Everything from the line containing "Target: black metal fence" through the final line of the records must be transcribed verbatim; nothing else belongs in the result.

***

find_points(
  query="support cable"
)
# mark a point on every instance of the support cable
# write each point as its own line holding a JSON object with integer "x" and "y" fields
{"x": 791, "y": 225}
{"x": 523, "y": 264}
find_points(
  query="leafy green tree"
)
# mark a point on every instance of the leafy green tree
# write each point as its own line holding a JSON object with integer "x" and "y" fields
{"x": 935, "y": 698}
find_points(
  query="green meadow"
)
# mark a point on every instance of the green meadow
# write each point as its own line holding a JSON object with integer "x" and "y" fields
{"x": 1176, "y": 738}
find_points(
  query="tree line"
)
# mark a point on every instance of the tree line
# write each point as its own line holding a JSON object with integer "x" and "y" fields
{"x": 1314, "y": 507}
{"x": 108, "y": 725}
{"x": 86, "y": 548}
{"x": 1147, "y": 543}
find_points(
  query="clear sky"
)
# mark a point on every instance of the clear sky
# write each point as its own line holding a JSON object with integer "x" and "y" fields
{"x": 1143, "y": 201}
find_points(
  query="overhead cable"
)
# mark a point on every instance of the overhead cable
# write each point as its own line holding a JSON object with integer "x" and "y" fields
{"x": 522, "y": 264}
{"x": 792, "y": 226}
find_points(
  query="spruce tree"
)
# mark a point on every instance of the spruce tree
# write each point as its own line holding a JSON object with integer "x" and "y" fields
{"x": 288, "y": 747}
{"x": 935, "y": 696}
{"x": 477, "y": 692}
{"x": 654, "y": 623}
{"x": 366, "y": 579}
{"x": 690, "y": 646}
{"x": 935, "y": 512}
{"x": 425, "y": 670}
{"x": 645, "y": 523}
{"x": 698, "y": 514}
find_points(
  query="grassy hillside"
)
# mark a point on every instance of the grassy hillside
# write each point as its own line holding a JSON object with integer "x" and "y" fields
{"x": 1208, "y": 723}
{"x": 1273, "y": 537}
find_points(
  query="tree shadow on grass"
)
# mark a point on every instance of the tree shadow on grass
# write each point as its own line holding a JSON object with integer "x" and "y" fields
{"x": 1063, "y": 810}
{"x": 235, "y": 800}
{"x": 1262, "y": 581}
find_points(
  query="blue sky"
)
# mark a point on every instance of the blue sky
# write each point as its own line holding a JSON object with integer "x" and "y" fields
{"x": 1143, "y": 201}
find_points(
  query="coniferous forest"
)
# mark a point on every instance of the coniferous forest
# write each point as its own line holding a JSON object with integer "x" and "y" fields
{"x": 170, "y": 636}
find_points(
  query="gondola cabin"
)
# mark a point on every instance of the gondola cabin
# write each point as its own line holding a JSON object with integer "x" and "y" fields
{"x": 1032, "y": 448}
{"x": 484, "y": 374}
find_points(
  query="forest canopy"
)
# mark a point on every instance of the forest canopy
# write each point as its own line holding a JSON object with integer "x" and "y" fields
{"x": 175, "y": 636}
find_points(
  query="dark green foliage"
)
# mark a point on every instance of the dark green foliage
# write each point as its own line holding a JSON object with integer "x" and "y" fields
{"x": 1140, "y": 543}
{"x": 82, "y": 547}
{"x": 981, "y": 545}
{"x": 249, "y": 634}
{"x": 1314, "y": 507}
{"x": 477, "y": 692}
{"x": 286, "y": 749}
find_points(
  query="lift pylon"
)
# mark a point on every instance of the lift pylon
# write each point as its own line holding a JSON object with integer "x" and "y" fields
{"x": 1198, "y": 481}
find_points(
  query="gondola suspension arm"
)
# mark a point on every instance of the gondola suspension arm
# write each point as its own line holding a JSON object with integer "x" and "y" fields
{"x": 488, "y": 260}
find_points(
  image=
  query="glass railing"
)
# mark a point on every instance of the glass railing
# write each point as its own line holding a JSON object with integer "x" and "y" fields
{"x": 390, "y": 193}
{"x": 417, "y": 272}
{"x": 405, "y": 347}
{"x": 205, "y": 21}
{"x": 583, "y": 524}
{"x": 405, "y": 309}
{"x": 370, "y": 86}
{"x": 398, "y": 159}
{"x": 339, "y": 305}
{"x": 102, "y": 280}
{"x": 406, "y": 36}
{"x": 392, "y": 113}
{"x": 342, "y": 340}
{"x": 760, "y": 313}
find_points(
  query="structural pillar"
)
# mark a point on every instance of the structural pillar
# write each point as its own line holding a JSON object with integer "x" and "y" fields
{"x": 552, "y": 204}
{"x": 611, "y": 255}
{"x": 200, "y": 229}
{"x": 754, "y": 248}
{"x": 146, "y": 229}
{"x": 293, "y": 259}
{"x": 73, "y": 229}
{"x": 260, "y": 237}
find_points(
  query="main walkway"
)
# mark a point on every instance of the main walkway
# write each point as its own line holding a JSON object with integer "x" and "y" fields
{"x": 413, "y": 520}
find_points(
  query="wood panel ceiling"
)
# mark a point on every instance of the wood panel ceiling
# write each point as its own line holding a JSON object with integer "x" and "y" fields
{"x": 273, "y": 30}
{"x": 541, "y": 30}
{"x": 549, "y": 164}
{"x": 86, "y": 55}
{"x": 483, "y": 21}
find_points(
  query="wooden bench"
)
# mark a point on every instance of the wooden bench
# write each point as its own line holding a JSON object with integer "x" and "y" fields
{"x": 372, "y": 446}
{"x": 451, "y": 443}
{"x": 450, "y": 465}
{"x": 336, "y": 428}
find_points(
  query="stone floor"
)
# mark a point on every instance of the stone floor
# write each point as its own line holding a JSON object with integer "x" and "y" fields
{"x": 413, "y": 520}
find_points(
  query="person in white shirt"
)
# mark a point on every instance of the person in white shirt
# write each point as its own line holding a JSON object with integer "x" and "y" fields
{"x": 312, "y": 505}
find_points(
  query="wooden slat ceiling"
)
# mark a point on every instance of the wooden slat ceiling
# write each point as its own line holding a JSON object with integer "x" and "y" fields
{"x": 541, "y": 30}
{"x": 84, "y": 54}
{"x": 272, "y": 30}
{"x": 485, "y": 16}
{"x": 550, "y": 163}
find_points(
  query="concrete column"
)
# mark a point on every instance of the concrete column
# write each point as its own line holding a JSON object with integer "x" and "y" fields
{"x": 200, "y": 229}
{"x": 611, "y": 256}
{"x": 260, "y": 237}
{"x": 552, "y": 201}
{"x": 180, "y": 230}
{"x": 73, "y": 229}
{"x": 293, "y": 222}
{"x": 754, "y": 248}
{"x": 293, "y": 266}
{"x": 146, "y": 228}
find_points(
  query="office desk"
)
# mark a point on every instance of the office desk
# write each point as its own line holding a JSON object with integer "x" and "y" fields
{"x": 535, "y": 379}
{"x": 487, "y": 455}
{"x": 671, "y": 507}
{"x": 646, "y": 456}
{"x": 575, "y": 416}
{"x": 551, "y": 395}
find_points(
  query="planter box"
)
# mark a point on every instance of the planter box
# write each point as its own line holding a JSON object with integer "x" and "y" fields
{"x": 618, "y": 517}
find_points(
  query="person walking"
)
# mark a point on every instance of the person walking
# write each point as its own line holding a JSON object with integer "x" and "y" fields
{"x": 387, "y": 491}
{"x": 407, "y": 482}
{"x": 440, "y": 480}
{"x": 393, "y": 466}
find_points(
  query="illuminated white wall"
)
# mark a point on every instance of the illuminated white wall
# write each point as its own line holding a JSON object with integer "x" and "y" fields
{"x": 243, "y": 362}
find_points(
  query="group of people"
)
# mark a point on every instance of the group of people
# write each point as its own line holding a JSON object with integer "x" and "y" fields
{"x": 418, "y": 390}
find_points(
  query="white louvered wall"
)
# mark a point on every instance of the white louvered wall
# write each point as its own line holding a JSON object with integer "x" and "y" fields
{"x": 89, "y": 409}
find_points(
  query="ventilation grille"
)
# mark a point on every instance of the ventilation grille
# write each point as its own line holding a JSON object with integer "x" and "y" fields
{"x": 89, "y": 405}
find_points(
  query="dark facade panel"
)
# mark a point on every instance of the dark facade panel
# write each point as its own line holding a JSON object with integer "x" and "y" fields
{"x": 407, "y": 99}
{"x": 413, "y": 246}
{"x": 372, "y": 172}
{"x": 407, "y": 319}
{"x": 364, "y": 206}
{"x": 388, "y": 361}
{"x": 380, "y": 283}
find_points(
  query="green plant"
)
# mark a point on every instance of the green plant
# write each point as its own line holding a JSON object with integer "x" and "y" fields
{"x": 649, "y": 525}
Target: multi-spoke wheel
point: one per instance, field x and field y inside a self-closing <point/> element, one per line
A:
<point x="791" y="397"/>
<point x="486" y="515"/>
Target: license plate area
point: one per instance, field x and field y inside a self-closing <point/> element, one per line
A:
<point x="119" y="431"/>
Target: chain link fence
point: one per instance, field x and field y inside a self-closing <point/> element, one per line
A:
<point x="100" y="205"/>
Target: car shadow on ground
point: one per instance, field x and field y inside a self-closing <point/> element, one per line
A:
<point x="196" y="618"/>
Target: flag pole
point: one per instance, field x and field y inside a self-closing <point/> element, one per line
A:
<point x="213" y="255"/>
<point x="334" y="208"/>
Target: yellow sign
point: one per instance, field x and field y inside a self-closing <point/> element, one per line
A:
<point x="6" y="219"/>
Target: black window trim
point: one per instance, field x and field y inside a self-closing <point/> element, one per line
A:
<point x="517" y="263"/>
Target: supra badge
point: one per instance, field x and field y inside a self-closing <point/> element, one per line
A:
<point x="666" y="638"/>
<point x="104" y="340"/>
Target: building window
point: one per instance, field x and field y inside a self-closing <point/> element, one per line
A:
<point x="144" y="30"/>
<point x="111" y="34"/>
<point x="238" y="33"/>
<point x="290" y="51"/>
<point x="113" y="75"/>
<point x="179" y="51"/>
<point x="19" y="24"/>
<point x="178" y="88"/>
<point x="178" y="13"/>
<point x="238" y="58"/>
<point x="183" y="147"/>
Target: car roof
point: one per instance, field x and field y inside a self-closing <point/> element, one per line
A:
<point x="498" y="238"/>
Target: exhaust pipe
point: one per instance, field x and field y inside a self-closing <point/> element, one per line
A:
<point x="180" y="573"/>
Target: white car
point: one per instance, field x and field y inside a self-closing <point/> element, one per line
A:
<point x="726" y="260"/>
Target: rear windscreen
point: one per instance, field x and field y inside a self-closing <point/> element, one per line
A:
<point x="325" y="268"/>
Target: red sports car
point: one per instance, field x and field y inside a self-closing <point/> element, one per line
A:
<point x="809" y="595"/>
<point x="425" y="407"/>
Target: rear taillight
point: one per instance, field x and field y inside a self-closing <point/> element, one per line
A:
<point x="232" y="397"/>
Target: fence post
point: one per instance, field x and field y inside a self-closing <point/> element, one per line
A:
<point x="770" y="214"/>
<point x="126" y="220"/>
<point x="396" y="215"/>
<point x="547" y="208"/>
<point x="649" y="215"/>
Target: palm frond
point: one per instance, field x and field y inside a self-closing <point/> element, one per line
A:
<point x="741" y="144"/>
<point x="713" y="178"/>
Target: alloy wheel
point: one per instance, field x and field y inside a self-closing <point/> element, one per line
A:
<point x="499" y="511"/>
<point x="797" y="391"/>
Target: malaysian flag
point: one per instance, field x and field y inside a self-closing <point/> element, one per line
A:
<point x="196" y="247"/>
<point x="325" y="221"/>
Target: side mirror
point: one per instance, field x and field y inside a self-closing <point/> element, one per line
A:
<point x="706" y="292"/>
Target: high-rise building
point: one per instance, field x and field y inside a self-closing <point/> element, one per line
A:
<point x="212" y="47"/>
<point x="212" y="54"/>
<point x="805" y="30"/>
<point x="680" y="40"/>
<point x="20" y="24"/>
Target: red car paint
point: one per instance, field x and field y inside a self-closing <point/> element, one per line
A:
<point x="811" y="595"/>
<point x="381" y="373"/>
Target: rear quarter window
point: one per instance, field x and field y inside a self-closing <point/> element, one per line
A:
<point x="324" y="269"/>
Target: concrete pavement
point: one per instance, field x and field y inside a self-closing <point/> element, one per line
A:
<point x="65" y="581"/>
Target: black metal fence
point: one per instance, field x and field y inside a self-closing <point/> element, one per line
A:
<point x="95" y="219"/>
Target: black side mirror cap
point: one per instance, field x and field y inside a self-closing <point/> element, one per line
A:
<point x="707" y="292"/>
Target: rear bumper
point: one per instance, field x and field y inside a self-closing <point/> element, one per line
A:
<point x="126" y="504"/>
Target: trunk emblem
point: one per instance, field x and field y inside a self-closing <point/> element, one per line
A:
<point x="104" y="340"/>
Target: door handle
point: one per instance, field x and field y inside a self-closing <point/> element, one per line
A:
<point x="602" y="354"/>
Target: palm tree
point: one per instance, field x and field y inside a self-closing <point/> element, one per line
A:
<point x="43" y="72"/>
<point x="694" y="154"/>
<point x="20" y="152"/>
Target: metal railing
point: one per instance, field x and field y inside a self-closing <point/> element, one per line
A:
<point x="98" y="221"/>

***

→ **Task response**
Target: black metal fence
point: one per instance, field x and field y inside a self-closing <point/> element, one per line
A:
<point x="95" y="219"/>
Target: black side mirror cap
point: one per instance, field x and field y inside a self-closing <point/> element, one per line
A:
<point x="707" y="292"/>
Target: rear bumper
point: one per instance, field x and field y inside a self-closing <point/> element, one per line
A:
<point x="126" y="504"/>
Target: trunk emblem
point: one per instance, field x and field y inside a self-closing <point/> element, one per line
A:
<point x="104" y="340"/>
Target: door handle
point: one per instance, field x and field y inside a self-closing <point/> element, one per line
A:
<point x="602" y="354"/>
Target: palm tree
point: one per instance, field x and field y inside a self-closing <point/> element, one per line
A:
<point x="43" y="72"/>
<point x="694" y="154"/>
<point x="20" y="152"/>
Target: metal railing
point: one per instance, field x and field y inside a self-closing <point/> element, one per line
A:
<point x="98" y="221"/>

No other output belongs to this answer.